Extrait ::
--------------------------------

Finances, RH, DSI, comment devient-on un Daf « augmenté » ?
Rencontre avec Luc Reitenbach qui exerce la fonction de Daf sur un périmètre élargi aux fonctions RH et informatique. Il partage sa vision des défis auxquels les directeurs financiers vont de plus en plus être confrontés entre digitalisation et polyvalence de la fonction.

Comment êtes-vous passé à la restructuration dans le domaine industriel ?
Luc Reitenbach : Après avoir suivi un cursus classique en école de commerce à l'ESCP, j'ai débuté ma carrière dans le conseil en organisation chez Deloitte, où j'ai été amené à intervenir dans des environnements industriels sur des missions de restructuration et d'amélioration de la productivité. Par la suite, j'ai poursuivi cette activité de restructuration au sein du groupe industriel DMC, une entreprise textile de 10 000 collaborateurs. C'est à ce moment-là que j'ai souhaité réorienter mon parcours vers la finance, domaine que j'avais approfondi à l'ESCP. J'ai alors intégré la direction du contrôle de gestion du groupe et pris la responsabilité de la division « filiales internationales ».
Vous avez ensuite rejoint le groupe LVMH, quelles fonctions avez-vous exercé ?
L. R. : Après mon expérience chez DMC, j'ai été sollicité par l'ancien directeur du contrôle de gestion du groupe, passé entre-temps chez LVMH, pour le rejoindre chez Céline en 1998. J'ai d'abord pris en charge, durant deux années, le pilotage des filiales à l'étranger, dans un contexte de rachats de franchisés à Taiwan et au Japon et de recentralisation des opérations.

--------------------------------

Données fournies ::
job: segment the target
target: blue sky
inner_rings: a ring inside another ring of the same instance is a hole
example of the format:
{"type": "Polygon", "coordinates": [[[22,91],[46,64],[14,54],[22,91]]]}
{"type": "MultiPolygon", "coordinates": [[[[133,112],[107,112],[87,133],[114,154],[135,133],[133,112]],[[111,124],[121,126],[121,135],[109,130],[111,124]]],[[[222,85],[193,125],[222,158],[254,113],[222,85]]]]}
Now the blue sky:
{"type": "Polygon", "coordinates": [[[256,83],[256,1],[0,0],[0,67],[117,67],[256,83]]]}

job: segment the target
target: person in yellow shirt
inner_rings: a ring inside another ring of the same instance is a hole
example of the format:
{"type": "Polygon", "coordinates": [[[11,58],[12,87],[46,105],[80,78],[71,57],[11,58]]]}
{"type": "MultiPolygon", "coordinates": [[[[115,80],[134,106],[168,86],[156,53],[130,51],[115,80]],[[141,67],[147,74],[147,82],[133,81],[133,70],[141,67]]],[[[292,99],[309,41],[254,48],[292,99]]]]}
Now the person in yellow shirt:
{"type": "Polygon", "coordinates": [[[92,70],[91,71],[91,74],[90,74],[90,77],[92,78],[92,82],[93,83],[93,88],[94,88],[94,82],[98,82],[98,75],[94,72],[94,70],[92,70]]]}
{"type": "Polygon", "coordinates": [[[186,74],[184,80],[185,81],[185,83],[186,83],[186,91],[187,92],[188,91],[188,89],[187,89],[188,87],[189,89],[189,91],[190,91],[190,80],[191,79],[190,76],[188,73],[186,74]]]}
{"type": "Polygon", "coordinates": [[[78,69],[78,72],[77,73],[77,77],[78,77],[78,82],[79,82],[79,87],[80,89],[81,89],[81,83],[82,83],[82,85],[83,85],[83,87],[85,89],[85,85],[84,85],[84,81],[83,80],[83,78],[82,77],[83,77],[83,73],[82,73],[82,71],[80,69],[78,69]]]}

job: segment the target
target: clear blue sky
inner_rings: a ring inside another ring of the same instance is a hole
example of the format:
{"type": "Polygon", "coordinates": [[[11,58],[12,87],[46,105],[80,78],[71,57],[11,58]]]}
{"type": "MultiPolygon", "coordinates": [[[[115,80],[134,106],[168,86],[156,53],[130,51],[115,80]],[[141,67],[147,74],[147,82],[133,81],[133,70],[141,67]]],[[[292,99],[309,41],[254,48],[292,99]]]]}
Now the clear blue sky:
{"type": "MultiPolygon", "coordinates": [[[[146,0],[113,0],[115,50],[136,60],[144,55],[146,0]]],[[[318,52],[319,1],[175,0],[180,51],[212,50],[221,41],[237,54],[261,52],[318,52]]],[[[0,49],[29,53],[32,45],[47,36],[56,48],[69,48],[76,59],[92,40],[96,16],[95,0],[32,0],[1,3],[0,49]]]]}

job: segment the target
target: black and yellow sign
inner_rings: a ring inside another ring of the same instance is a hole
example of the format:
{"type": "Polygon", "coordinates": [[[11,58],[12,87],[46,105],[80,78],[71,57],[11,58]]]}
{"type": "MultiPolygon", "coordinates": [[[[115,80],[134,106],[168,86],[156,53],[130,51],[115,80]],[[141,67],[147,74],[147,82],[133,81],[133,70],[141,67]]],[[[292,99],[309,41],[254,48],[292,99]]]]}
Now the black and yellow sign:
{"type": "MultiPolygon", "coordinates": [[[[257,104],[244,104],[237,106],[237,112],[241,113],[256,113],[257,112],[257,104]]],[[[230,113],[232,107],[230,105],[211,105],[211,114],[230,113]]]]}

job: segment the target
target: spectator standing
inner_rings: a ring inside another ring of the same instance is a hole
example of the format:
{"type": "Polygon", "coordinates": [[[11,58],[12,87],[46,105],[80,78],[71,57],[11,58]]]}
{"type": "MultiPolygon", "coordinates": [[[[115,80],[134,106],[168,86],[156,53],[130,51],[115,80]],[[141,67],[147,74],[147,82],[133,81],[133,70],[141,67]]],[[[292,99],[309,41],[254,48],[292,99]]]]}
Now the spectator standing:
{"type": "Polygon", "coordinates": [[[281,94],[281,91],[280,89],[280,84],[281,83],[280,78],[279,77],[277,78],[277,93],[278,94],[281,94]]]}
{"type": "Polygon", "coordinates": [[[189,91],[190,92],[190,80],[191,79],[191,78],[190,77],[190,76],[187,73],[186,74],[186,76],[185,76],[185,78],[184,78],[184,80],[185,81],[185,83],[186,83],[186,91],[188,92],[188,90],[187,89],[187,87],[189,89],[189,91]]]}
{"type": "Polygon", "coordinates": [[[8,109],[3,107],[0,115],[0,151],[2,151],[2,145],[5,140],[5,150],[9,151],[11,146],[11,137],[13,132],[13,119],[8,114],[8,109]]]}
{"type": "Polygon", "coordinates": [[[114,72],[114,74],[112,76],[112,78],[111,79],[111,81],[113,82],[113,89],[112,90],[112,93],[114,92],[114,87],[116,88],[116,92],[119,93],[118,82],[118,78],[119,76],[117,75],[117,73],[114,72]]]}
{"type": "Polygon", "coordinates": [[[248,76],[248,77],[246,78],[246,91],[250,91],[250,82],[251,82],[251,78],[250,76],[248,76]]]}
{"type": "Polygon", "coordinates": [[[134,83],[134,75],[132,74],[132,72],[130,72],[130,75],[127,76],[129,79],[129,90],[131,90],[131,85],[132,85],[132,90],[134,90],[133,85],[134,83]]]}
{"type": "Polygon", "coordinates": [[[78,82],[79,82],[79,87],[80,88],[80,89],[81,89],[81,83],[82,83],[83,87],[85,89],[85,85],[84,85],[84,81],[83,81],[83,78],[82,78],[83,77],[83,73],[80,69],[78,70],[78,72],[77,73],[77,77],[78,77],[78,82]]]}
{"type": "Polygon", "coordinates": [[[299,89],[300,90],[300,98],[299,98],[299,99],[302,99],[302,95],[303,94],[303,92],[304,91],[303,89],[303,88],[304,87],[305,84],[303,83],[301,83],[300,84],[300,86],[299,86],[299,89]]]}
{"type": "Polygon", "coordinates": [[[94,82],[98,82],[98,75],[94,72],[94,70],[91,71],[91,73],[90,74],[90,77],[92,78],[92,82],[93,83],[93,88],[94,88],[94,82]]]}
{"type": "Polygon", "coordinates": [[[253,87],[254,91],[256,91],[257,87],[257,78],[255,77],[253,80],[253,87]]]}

--------------------------------

Problèmes à résoudre ::
a) Recopiez sans modification le passage de l'extrait qui va de « Finances, RH, DSI, comment » jusqu'à « de la fonction. ».
b) Selon l'extrait, qu'est-ce qui a conduit Luc Reitenbach à rejoindre Céline en 1998 ? Répondez en une à trois phrases.

Solutions successives ::
a)
Finances, RH, DSI, comment devient-on un Daf « augmenté » ?
Rencontre avec Luc Reitenbach qui exerce la fonction de Daf sur un périmètre élargi aux fonctions RH et informatique. Il partage sa vision des défis auxquels les directeurs financiers vont de plus en plus être confrontés entre digitalisation et polyvalence de la fonction.

b) Après son expérience chez DMC, il a été sollicité par l'ancien directeur du contrôle de gestion du groupe, passé entre-temps chez LVMH, pour le rejoindre chez Céline en 1998.